YOUR ASSIGNMENT:
Exclude all pictures, then write out exactly the lines below from the first one through the line with "like point(64, 31).".

PROVIDED RECORDS:
**********

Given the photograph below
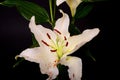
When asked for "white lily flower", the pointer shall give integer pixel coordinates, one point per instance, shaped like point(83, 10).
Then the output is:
point(73, 4)
point(55, 46)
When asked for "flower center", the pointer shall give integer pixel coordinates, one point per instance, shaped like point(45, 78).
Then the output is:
point(57, 45)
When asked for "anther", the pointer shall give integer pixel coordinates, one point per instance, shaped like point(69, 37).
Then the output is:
point(57, 31)
point(53, 50)
point(48, 36)
point(45, 43)
point(65, 38)
point(66, 44)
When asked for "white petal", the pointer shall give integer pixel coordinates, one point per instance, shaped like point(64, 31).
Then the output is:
point(62, 24)
point(75, 42)
point(59, 2)
point(75, 67)
point(41, 33)
point(32, 54)
point(44, 57)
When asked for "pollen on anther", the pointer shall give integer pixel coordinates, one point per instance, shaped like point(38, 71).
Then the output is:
point(66, 44)
point(53, 50)
point(65, 38)
point(45, 43)
point(48, 36)
point(57, 31)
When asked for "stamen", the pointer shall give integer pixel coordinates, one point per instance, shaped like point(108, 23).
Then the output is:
point(65, 38)
point(66, 44)
point(45, 43)
point(57, 31)
point(53, 50)
point(48, 36)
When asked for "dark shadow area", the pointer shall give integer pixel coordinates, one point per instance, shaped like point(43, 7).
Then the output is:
point(15, 36)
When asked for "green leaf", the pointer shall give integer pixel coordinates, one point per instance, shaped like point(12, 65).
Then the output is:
point(83, 10)
point(10, 3)
point(29, 9)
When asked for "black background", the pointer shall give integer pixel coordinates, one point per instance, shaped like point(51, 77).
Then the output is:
point(15, 36)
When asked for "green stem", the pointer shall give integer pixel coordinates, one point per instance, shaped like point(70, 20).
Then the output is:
point(51, 12)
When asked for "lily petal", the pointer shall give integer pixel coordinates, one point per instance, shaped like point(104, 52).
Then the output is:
point(44, 57)
point(41, 33)
point(75, 67)
point(75, 42)
point(62, 24)
point(59, 2)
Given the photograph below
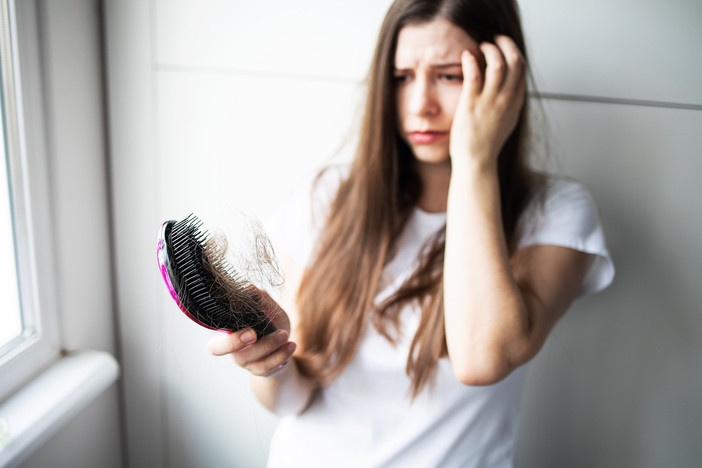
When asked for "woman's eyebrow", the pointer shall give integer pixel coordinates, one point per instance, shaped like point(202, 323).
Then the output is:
point(447, 65)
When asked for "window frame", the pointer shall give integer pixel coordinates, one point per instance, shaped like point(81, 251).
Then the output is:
point(30, 187)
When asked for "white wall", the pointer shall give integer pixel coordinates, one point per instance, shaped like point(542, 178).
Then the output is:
point(218, 106)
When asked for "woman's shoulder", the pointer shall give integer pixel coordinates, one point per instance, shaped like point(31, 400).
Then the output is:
point(565, 214)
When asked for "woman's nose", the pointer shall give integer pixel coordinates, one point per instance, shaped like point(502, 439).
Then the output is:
point(423, 101)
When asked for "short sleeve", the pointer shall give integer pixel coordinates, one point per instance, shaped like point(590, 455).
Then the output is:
point(568, 217)
point(295, 225)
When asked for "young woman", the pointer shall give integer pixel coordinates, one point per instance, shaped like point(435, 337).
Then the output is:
point(430, 270)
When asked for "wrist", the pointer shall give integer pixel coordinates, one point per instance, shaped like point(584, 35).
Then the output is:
point(474, 167)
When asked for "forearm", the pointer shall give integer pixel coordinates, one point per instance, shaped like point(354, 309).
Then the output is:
point(286, 392)
point(486, 319)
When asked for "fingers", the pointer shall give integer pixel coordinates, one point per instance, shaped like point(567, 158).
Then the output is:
point(505, 67)
point(472, 74)
point(262, 357)
point(273, 311)
point(516, 65)
point(224, 343)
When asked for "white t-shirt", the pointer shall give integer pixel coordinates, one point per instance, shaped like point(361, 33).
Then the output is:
point(366, 418)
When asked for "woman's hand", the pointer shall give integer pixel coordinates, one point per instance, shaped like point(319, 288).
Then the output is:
point(489, 105)
point(264, 356)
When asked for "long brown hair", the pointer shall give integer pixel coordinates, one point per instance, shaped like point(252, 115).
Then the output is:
point(335, 298)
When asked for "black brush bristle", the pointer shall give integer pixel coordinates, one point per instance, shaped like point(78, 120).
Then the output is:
point(199, 291)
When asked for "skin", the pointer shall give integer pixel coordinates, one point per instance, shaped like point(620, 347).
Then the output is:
point(498, 308)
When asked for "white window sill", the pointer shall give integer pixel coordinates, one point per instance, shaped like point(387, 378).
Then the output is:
point(35, 413)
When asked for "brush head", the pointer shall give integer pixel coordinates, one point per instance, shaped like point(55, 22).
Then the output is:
point(202, 283)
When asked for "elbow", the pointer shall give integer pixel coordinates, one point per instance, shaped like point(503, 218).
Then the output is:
point(488, 368)
point(482, 375)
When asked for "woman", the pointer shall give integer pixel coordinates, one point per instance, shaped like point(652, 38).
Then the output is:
point(433, 268)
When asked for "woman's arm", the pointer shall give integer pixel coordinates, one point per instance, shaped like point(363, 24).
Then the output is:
point(498, 310)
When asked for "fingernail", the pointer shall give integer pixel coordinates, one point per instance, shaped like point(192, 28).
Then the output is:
point(248, 337)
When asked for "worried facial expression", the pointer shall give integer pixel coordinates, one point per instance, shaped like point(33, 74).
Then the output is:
point(429, 79)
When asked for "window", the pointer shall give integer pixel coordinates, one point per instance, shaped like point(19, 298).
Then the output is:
point(10, 314)
point(28, 325)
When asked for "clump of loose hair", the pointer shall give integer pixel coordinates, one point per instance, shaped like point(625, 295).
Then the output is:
point(236, 288)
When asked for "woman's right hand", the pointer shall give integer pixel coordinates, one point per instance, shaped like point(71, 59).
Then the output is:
point(261, 356)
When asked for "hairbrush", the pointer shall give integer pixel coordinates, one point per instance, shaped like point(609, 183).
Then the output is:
point(203, 284)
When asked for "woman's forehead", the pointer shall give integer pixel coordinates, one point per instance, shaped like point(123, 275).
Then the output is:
point(437, 41)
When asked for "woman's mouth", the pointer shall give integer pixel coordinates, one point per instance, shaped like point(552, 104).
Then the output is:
point(426, 137)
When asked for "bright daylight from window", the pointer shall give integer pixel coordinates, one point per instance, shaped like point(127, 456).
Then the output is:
point(10, 315)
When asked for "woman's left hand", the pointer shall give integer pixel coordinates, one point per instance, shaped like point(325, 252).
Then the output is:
point(489, 105)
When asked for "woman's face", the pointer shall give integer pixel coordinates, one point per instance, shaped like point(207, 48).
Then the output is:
point(429, 78)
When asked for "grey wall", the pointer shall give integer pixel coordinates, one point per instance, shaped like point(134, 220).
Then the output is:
point(214, 101)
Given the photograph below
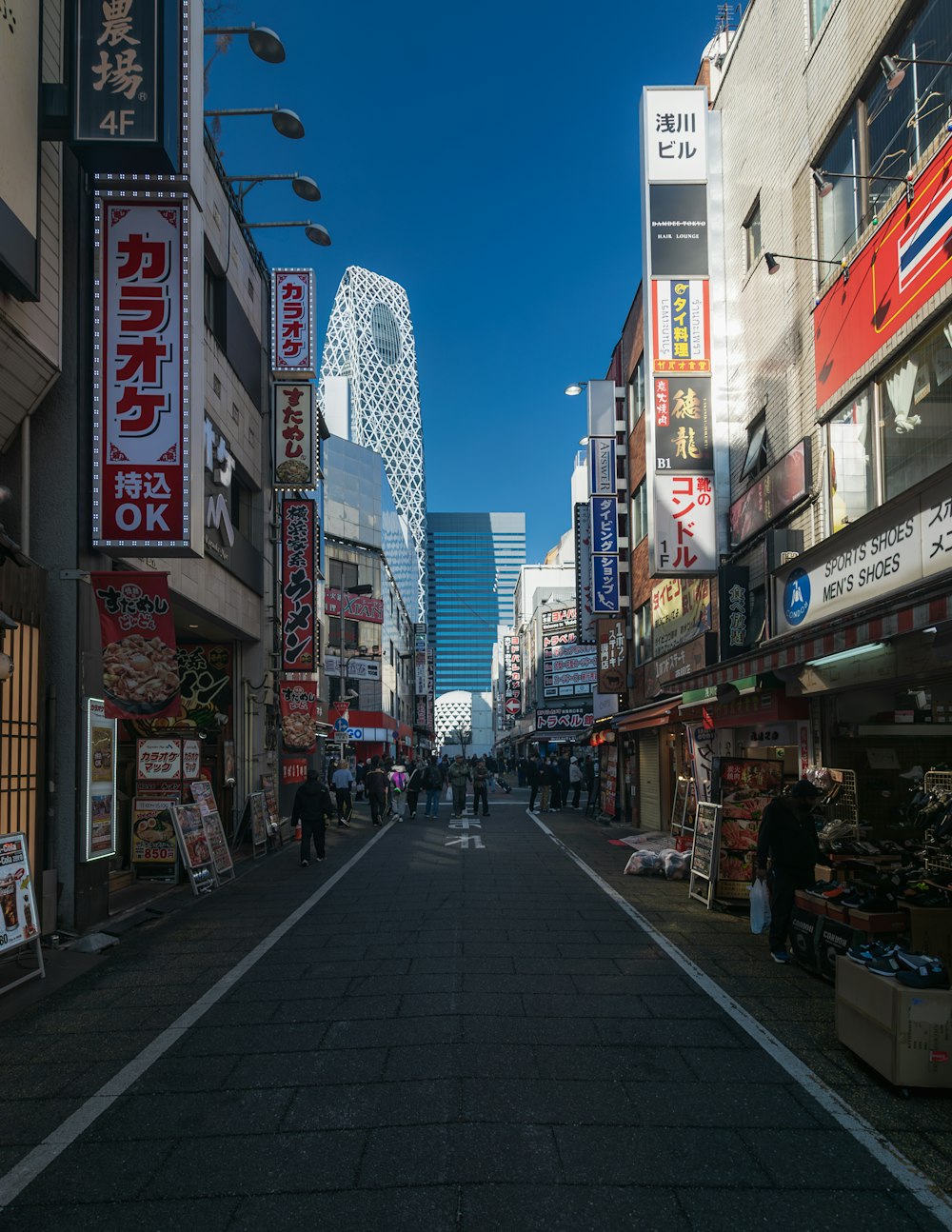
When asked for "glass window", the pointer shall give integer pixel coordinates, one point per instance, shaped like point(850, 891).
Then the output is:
point(915, 424)
point(751, 234)
point(851, 464)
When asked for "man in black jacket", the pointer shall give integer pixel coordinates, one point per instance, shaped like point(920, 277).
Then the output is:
point(311, 805)
point(788, 839)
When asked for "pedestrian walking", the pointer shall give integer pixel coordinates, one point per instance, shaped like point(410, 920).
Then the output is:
point(435, 782)
point(414, 786)
point(377, 786)
point(343, 784)
point(574, 782)
point(458, 778)
point(788, 839)
point(311, 805)
point(481, 782)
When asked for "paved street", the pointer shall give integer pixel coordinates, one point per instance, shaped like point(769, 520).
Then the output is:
point(441, 1026)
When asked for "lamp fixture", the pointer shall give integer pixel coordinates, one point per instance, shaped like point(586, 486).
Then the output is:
point(264, 42)
point(315, 233)
point(774, 264)
point(822, 179)
point(286, 122)
point(303, 185)
point(894, 71)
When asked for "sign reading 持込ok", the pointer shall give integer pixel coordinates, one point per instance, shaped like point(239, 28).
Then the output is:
point(292, 322)
point(294, 435)
point(300, 536)
point(139, 666)
point(141, 381)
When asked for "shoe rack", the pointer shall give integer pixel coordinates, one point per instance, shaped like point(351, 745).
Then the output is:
point(938, 858)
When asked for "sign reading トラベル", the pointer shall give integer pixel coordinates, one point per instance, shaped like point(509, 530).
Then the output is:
point(142, 465)
point(300, 565)
point(294, 451)
point(292, 323)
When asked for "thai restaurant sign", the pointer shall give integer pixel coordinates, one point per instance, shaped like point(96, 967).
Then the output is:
point(294, 438)
point(292, 323)
point(905, 263)
point(142, 439)
point(300, 568)
point(680, 422)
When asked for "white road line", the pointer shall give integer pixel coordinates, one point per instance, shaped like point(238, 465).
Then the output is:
point(32, 1164)
point(881, 1148)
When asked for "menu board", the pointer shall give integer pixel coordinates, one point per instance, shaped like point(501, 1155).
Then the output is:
point(193, 845)
point(153, 851)
point(746, 787)
point(704, 858)
point(19, 919)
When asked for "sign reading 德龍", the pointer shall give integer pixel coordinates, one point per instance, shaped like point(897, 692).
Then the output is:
point(142, 439)
point(292, 323)
point(300, 549)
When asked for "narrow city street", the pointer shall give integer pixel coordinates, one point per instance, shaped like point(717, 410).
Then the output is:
point(452, 1025)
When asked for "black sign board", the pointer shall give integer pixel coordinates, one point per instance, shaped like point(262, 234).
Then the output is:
point(678, 227)
point(127, 85)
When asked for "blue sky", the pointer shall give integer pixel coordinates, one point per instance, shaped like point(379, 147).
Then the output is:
point(486, 159)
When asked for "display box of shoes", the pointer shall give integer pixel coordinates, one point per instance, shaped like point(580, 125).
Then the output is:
point(904, 1033)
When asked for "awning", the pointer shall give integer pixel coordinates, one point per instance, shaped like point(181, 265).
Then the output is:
point(829, 638)
point(657, 713)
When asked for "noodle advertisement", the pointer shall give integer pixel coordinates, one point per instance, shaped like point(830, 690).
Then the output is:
point(19, 919)
point(139, 667)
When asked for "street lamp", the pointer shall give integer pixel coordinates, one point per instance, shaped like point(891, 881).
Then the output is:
point(286, 122)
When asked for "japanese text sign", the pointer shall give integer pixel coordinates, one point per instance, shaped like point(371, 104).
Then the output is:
point(682, 323)
point(684, 530)
point(137, 629)
point(675, 133)
point(292, 322)
point(300, 562)
point(141, 392)
point(294, 452)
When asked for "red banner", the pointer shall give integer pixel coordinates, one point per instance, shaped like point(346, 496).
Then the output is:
point(298, 703)
point(139, 666)
point(300, 547)
point(905, 263)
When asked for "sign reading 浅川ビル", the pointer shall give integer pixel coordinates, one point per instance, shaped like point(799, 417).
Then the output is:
point(142, 439)
point(294, 426)
point(139, 665)
point(292, 323)
point(300, 566)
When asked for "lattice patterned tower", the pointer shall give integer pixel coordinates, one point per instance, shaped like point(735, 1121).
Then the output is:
point(371, 342)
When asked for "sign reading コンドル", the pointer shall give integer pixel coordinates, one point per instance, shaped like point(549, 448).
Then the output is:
point(142, 443)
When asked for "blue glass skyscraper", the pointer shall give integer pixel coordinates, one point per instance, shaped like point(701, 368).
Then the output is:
point(473, 562)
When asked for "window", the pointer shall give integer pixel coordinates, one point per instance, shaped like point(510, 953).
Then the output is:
point(751, 233)
point(885, 132)
point(850, 460)
point(756, 456)
point(640, 512)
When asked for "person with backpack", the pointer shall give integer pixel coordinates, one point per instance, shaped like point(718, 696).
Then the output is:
point(311, 805)
point(434, 782)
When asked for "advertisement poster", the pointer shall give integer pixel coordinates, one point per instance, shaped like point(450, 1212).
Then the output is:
point(137, 631)
point(100, 782)
point(153, 850)
point(19, 919)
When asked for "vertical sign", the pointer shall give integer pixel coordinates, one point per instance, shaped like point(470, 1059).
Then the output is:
point(294, 424)
point(680, 451)
point(292, 323)
point(142, 440)
point(300, 566)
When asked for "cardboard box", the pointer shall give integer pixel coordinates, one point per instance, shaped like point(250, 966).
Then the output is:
point(931, 931)
point(905, 1034)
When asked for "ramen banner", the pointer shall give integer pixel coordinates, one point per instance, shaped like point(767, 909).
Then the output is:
point(139, 667)
point(298, 715)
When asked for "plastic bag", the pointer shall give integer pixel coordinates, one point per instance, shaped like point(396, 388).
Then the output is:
point(759, 907)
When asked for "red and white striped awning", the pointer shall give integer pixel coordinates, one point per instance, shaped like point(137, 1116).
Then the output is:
point(827, 638)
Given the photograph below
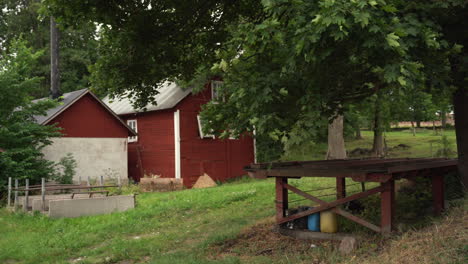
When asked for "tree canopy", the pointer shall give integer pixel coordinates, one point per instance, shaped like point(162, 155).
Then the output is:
point(144, 43)
point(78, 44)
point(20, 136)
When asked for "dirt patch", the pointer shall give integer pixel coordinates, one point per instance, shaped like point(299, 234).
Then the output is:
point(262, 240)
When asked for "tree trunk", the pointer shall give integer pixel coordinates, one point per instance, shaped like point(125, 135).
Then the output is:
point(336, 146)
point(460, 105)
point(443, 119)
point(378, 148)
point(54, 60)
point(358, 132)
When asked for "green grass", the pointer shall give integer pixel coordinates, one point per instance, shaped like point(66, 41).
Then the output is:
point(424, 144)
point(176, 227)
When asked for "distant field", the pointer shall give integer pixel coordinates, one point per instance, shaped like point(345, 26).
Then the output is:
point(424, 144)
point(203, 226)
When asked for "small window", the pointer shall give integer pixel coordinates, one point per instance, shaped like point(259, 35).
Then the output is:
point(200, 129)
point(133, 125)
point(215, 88)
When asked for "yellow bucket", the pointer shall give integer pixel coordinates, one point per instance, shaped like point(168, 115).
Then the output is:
point(328, 222)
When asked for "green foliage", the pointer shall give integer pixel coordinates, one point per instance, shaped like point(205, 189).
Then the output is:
point(65, 169)
point(306, 60)
point(78, 44)
point(20, 136)
point(446, 148)
point(142, 44)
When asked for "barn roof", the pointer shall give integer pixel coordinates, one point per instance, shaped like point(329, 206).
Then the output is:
point(68, 99)
point(170, 94)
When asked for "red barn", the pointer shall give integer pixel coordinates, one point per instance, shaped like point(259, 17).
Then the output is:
point(170, 142)
point(94, 135)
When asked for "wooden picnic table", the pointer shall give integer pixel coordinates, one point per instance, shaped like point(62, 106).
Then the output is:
point(383, 171)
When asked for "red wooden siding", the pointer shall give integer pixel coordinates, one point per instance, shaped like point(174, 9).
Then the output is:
point(221, 159)
point(155, 150)
point(88, 118)
point(153, 153)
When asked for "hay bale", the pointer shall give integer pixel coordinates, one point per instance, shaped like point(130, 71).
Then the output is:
point(204, 181)
point(161, 184)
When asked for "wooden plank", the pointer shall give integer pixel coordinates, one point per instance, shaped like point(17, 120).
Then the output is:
point(387, 206)
point(423, 165)
point(26, 196)
point(340, 188)
point(438, 193)
point(356, 219)
point(307, 235)
point(336, 210)
point(16, 194)
point(281, 197)
point(304, 194)
point(9, 192)
point(309, 172)
point(330, 205)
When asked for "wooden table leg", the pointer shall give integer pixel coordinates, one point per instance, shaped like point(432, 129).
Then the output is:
point(387, 206)
point(281, 198)
point(340, 188)
point(438, 193)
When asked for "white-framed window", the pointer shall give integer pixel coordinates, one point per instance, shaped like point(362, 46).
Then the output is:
point(200, 129)
point(133, 125)
point(215, 88)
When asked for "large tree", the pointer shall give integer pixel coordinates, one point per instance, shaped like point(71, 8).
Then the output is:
point(78, 46)
point(20, 136)
point(144, 43)
point(283, 62)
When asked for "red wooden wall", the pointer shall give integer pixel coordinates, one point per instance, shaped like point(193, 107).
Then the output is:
point(153, 153)
point(220, 158)
point(88, 118)
point(155, 150)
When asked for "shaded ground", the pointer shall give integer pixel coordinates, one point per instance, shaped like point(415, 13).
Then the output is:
point(445, 241)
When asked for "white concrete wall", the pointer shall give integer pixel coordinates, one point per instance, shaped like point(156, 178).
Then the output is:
point(94, 156)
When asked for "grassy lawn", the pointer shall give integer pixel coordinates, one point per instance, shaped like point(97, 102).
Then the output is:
point(178, 227)
point(424, 144)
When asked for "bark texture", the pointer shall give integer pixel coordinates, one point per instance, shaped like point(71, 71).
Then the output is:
point(336, 146)
point(460, 103)
point(54, 60)
point(378, 147)
point(358, 132)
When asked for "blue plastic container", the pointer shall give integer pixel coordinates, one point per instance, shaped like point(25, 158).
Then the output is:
point(313, 222)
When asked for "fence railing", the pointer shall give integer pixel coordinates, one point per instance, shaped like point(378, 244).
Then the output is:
point(47, 187)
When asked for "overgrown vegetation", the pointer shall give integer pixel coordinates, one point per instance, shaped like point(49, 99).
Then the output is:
point(65, 169)
point(232, 223)
point(20, 136)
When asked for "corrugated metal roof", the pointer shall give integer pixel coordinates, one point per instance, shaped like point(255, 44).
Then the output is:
point(170, 94)
point(68, 99)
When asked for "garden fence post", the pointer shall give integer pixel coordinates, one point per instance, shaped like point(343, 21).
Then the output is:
point(9, 192)
point(16, 194)
point(43, 193)
point(26, 197)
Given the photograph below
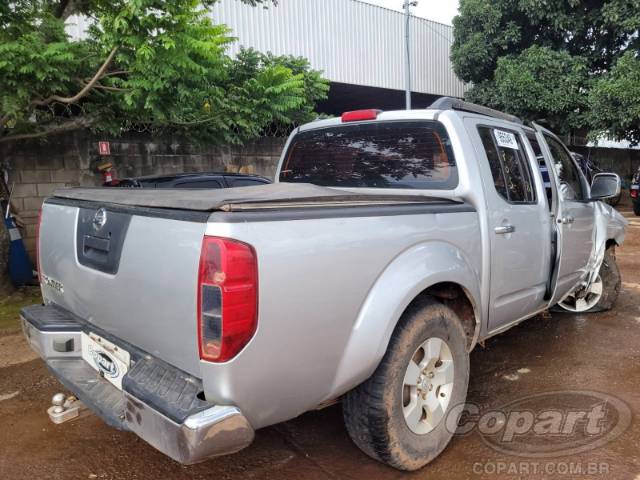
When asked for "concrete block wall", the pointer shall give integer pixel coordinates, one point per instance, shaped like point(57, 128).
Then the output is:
point(38, 168)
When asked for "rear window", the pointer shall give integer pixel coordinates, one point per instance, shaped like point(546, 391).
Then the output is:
point(414, 155)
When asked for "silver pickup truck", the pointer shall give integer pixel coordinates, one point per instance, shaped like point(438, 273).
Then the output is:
point(389, 246)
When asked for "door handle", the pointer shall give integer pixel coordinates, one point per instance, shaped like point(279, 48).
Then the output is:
point(504, 229)
point(566, 220)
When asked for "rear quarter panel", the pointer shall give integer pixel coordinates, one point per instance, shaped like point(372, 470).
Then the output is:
point(320, 329)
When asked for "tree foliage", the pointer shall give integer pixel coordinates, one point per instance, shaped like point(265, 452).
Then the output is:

**********

RESULT FOR THIS TASK:
Given the photograph below
When asked for "white lily flower", the pointer shall give integer pixel coordinates, one point per instance, shaped like point(83, 10).
Then the output is:
point(73, 4)
point(55, 46)
When asked for "flower center", the pointer shall give integer pixel coordinates, one point per instance, shaped like point(45, 78).
Then the output is:
point(57, 45)
When asked for "anther", the pointer shall give integer pixel coordinates, one point per instance, shaped like point(69, 37).
Then the output is:
point(57, 31)
point(53, 50)
point(48, 36)
point(45, 43)
point(65, 38)
point(66, 44)
When asked for "white petal", the pointer shall give integer pixel coordinates, one point per instance, shaped like point(64, 31).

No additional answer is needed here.